[All this week, in honor of Women’s History Month, I’ll be highlighting some exemplary American women. This is the second in the series.]
Celebrating the inspiring life and incredible artistic achievement of a woman forced from the public stage far too early.
Being stereotyped and through those stereotypes attacked has long been a potential danger for anyone who enters our national public and political spheres—just ask Thomas Jefferson, who during the 1800 presidential campaign was called by Johns Adams supporters “the son of a half-breed squaw, sired by a Virginia mulatto father”—but it seems to me that the chances of such attacks are often doubled when it comes to public women. From the viciously degrading images of suffragettes featured in this 1910 children’s book to the protesters who carried signs asking presidential candidate Hilary Clinton to iron their shirts, the assaults on Eleanor Roosevelt’s femininity to the assaults on Janet Reno’s femininity, and most immediately to Rush Limbaugh’s profoundly out of bounds attacks on a Georgetown law student who testified before Congress about the medical uses of birth control, women in our public conversations have far too frequently had to face personal and discriminatory narratives that go well beyond the normal terms of political or social debates.
The limiting public narratives faced by Sophia Hayden were not, apparently, as overt nor as vicious as in any of those examples, but they nonetheless had a profound cumulative effect. Hayden graduated from MIT in 1890 with a degree in architecture (making her the first female MIT architecture graduate and one of the first women to receive the degree from any American institution), but couldn’t find work in the field due (again apparently) to her gender, and so took a job teaching high school drawing. Two years later she entered and won a contest to design the Women’s Building at the 1893 World’s Columbian Exposition in Chicago; her design and the building were praised and even honored, but were at the same time defined explicitly as “revealing the sex of its author” and otherwise embodying the limitations of women’s artistic visions and designs, and such responses, coupled with the building’s being torn down as soon as the Exposition concluded, led Hayden to retire from the profession shortly thereafter.

Provided data:

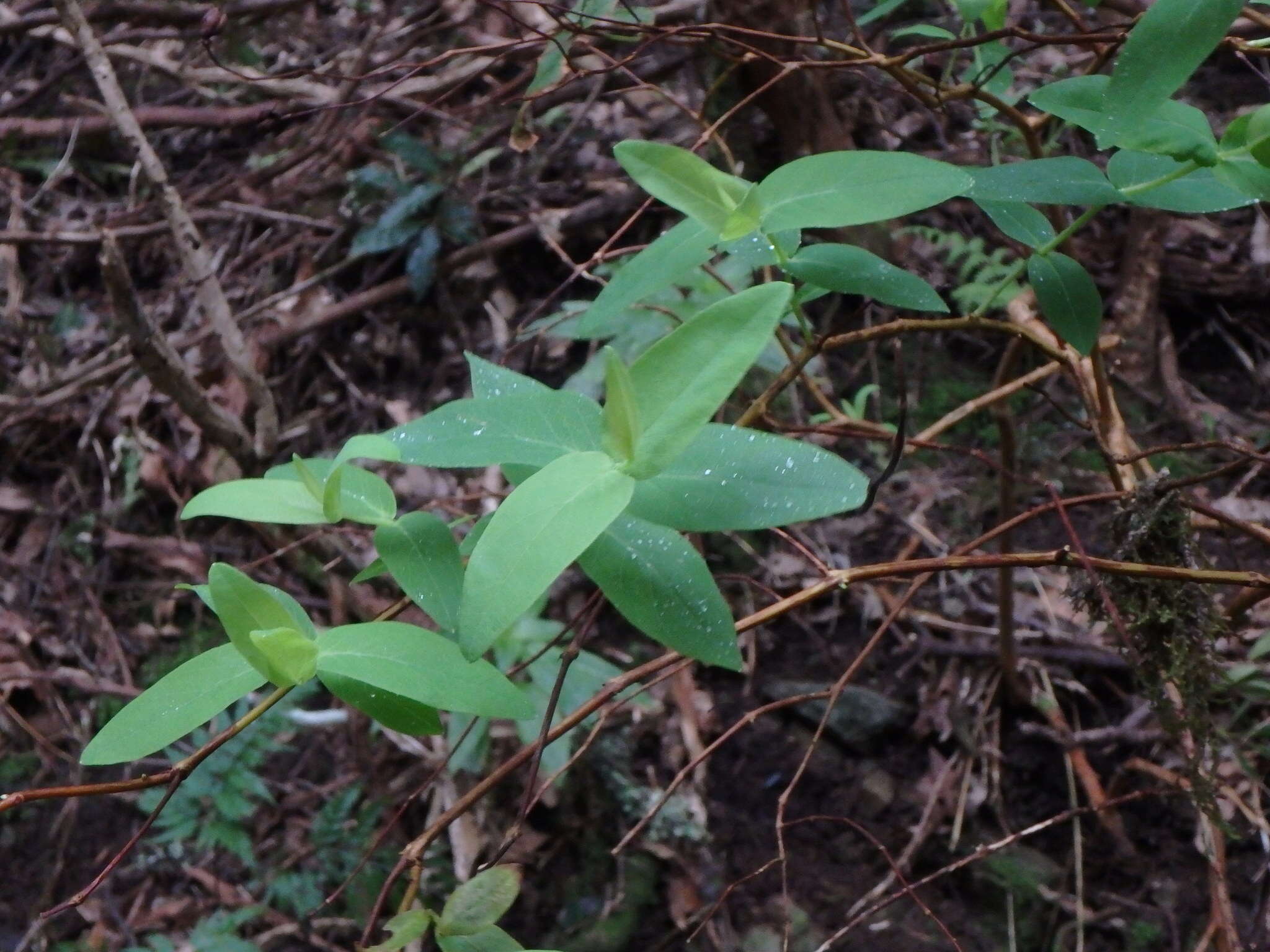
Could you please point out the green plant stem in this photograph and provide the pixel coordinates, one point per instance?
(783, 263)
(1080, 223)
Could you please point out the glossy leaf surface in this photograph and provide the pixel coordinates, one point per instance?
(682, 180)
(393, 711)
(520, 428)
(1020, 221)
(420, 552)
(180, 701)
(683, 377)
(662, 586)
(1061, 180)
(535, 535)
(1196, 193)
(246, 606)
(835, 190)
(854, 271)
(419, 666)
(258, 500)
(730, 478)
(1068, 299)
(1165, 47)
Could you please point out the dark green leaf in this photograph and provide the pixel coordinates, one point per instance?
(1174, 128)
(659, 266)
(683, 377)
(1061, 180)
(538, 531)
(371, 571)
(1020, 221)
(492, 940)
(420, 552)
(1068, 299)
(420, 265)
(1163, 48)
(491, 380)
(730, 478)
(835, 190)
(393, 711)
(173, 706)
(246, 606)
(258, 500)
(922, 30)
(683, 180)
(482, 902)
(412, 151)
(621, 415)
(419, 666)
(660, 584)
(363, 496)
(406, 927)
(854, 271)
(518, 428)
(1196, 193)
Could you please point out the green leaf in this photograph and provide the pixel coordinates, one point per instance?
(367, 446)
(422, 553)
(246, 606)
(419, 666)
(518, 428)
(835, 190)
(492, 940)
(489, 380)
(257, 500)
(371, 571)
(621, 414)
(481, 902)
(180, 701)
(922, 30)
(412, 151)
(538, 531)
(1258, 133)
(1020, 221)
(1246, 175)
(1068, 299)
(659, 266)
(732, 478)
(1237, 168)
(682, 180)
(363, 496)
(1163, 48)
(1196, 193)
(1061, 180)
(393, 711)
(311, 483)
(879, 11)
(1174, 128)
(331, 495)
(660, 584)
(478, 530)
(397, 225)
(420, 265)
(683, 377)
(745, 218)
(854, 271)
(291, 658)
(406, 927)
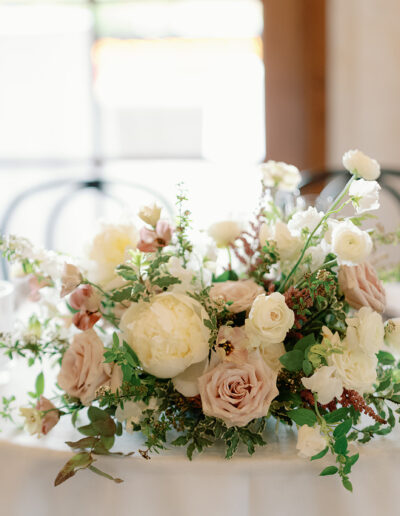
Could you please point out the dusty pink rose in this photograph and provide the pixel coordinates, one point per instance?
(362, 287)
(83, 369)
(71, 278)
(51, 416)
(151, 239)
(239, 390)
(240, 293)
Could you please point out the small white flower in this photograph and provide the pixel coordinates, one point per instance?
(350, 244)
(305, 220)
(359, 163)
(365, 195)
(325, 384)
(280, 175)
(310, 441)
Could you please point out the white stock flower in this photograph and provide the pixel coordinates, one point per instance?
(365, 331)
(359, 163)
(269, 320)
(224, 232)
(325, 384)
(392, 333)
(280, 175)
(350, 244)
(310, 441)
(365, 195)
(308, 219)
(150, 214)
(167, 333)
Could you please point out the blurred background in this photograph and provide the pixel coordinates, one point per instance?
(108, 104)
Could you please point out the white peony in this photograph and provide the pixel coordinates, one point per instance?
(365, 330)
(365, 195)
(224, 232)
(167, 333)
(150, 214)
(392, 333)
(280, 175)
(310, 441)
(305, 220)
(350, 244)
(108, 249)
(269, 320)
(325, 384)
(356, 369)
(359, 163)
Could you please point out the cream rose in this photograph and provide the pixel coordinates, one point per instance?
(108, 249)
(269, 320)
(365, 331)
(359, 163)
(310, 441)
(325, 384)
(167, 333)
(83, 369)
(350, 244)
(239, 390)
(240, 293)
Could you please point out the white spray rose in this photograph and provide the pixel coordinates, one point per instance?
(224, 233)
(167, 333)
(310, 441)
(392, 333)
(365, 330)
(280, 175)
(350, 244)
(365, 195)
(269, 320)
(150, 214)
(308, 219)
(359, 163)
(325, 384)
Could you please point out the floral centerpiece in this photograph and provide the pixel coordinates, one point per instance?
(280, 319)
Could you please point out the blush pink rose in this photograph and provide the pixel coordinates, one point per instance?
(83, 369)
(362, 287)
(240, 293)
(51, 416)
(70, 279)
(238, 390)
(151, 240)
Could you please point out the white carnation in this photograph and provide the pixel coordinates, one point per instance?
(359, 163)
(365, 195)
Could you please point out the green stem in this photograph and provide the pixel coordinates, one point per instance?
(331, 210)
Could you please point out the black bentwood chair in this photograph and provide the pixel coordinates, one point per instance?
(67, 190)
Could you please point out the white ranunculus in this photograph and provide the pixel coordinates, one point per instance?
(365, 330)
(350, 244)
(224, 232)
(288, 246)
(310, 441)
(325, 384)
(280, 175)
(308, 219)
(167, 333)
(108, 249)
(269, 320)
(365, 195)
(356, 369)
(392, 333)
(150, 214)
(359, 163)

About this task:
According to the piece on Sophia Hayden, what job did she take after graduating, when she couldn't find work in architecture? The rows are separate material with no connection to the piece on Sophia Hayden.

Written response:
She taught high school drawing.